→ Показанный фрагмент
Я, может быть, понимаю немного больше, чем ты думаешь, чем это кажется из того, что я говорю; конечно, почти всему научил меня ты; еще давно началось это переучиванье, с «мистического» года3, и все это верно так подошло, что ли, ко мне, что кажется, как будто и мое собственное.

Сейчас буду извиняться, как Зося4, за то, что писала «все, что придет в голову». Бедный ты, придется все это прочесть, я ведь пошлю письмо, не напрасно же его писала. Чувствую, что это извинение еще глупее и банальнее, а все-таки не буду писать другого письма, поздно.

Приду в субботу, вероятно, провалившись у Гревса, вечером.

Твоя

 

1 Датируется по почтовому штемпелю. Помета Блока карандашом: «9 мая 1903».

2 Иван Михайлович Гревс (1860–1941) — историк, профессор Петербургского университета. Очевидно, Л.Д.Менделеева готовилась по его учебнику или лекциям к экзамену по истории на Высших женских курсах.

3 Имеется в виду период с лета 1901 по лето 1902 г. См. о нем в воспоминаниях Л.Д.Блок (М., 2000).

4 Неустановленное лицо.

 

16

<14 мая 1903. Петербург>1

Мой дорогой, не буду тебе много писать, в голове нет ничего, кроме беспорядочных отрывков из Русской литературы. Держала экзамен около 8 ч<асов> вечера, получила 5 за отцов церкви и за Голубиную книгу2. Шляпкин3 очень добродушно улыбнулся на мое кольцо4, советуя и тебе одеть, когда будешь держать. Очень мне неприятно писать такое холодное и глупое письмо, а лучше не могу. Напишу завтра, может быть. А твоего письма жду ужасно, напиши и завтра, вот хорошо бы опять по несколько писем в день, как бывало прежде, а то теперь мне делать нечего и будет скучно, скучно без тебя. Какое впечатление произвел на всех ваших родственный вечер?5

Когда ты придешь с фотографиями6 и когда мне можно к тебе? Пиши чаще и больше!

Твоя

 

1 Датируется по почтовому штемпелю.

2 Голубиная (глубинная) книга — книга духовных стихов космогонического содержания, шедевр древнерусской духовной литературы, представляющая собой синтез языческих и христианских мотивов. Была впервые записана в середине XVIII века, однако ее истоки, согласно новейшим исследованиям, восходят ко временам общности индоевропейских народов. См. о ней: Серяков М.Л. «Голубиная книга»: священное сказание русского народа. М., 2001.

3 Илья Александрович Шляпкин (1858–1918) — историк древнерусской литературы, профессор Петербургского университета, чл.-корр. Академии Наук (с 1907 г.).

→ Задание 1
Перепишите из фрагмента писем текст от «Когда ты придешь» до «(с 1907 г.).».
→ Задание 2
Перечислите все учебные и научные учреждения, названные во фрагменте писем. Каждое укажите один раз, в именительном падеже.
→ Задание 3
Подхватите фрагмент писем и продолжите его начиная с места, следующего за последним предложением.

→ Исходные данные
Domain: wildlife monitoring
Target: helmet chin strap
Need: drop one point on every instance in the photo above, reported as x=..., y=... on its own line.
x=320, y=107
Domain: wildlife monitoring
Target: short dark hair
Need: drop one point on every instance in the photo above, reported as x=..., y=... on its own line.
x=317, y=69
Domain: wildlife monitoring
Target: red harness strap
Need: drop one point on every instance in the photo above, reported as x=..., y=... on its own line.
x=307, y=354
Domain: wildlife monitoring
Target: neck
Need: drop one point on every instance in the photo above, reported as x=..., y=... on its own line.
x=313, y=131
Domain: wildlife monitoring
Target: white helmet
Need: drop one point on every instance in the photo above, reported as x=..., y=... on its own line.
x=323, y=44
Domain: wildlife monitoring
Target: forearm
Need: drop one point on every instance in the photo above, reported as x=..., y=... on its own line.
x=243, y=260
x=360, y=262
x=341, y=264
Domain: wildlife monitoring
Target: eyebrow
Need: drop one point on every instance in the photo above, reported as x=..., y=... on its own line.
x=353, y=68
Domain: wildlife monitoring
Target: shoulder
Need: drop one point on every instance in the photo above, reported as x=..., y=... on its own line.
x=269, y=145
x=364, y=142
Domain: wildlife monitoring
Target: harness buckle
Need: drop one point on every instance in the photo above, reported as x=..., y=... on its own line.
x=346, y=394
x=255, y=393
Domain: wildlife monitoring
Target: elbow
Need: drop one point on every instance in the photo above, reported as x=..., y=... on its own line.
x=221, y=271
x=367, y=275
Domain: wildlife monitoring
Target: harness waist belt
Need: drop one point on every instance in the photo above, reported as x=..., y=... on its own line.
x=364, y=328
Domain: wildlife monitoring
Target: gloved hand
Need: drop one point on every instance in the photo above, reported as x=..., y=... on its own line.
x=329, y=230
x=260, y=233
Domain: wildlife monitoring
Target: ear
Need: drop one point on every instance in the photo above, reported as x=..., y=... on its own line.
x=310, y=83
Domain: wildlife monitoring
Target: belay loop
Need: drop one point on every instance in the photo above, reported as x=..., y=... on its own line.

→ Ответ 1
Когда ты придешь с фотографиями6 и когда мне можно к тебе? Пиши чаще и больше!

Твоя

 

1 Датируется по почтовому штемпелю.

2 Голубиная (глубинная) книга — книга духовных стихов космогонического содержания, шедевр древнерусской духовной литературы, представляющая собой синтез языческих и христианских мотивов. Была впервые записана в середине XVIII века, однако ее истоки, согласно новейшим исследованиям, восходят ко временам общности индоевропейских народов. См. о ней: Серяков М.Л. «Голубиная книга»: священное сказание русского народа. М., 2001.

3 Илья Александрович Шляпкин (1858–1918) — историк древнерусской литературы, профессор Петербургского университета, чл.-корр. Академии Наук (с 1907 г.).

→ Ответ 2
Петербургский университет, Высшие женские курсы, Академия Наук

→ Ответ 3
4 Речь идет, по всей видимости, не об обручальном кольце, как полагал В.Н.Орлов в своих комментариях к письмам А.Блока Л.Д.Менделеевой (см.: Блок А. Письма к жене. С.123), поскольку само обручение состоялось несколько позже, а до него, согласно канонам религиозной традиции, молодые не имели право носить кольца. Об этом свидетельствует ретроспективная запись Блока о событиях 1903 г. в записной книжке (от 3 июля 1921 г.): «24 мая вечером мы исповедовались, 25-го утром в Троицу — причастились и обручились в университетской церкви у Рождественского» (Блок А. Записные книжки. С.425). Поэтому, скорее всего, А.Блок и Л.Менделеева обменялись ранее простыми кольцами, которые символизировали для них завет их будущего брака и отражали факт их помолвки.

5 Имеется в виду вечер у Менделеевых, куда были приглашены мать и отчим Блока. Блок в ответном письме от 15 мая так описывал этот вечер: «Родственный вечер произвел хорошее впечатление. Ты не беспокойся. Твой папа вот какой: он давно ВСЕ знает, что бывает на свете. Во все проник. Не укрывается от него ничего. Его знание самое полное. Оно происходит от гениальности, у простых людей такого не бывает. У него нет никаких «убеждений» (консерватизм, либерализм и т. д.). У него есть все» (Блок А. Письма к жене. С.130).

6 Речь идет о совместных фотографиях А.Блока и Л.Менделеевой, сделанных ими в ателье Н.В.Здобнова. См. ретроспективную запись в дневнике Блока о событиях 1903 г.: «Снялись у Здобнова» (Блок А. Собр. соч. М., 1963. Т.VII). Опубл. в: Блок А. Письма к жене. С. 5, 189.

 

17

<16 мая 1902. Петербург>1

Ну, как отвечать на такое письмо, как твое последнее?2 Слишком хорошее оно, я не могу об нем писать. Я даже совсем не хотела бы писать тебе сегодня, ничего не выйдет, да боюсь — ты испугаешься. Вообще, пожалуйста, не беспокойся обо мне, уж буду сидеть дома, для тебя3.

Завтра уезжает мама сначала в Боблово4, а потом к тете5 в Ростов, и вернется с ней по Волге; это очень хорошо, она и отдохнет и развлечется. А мне приходится оканчивать массу дел, так что я опять буду очень занята. Прости, но я, право, что-то совершенно не в состоянии писать сейчас. Перечитала опять твое письмо, не хочется после него писать о «делах», а хорошего не могу. Уж не сердись, ведь ты знаешь, что я не мастерица на слова и, знаешь все, все, что я могу сказать тебе после твоего письма, что я чувствую…

А от тебя жду еще, пиши, милый!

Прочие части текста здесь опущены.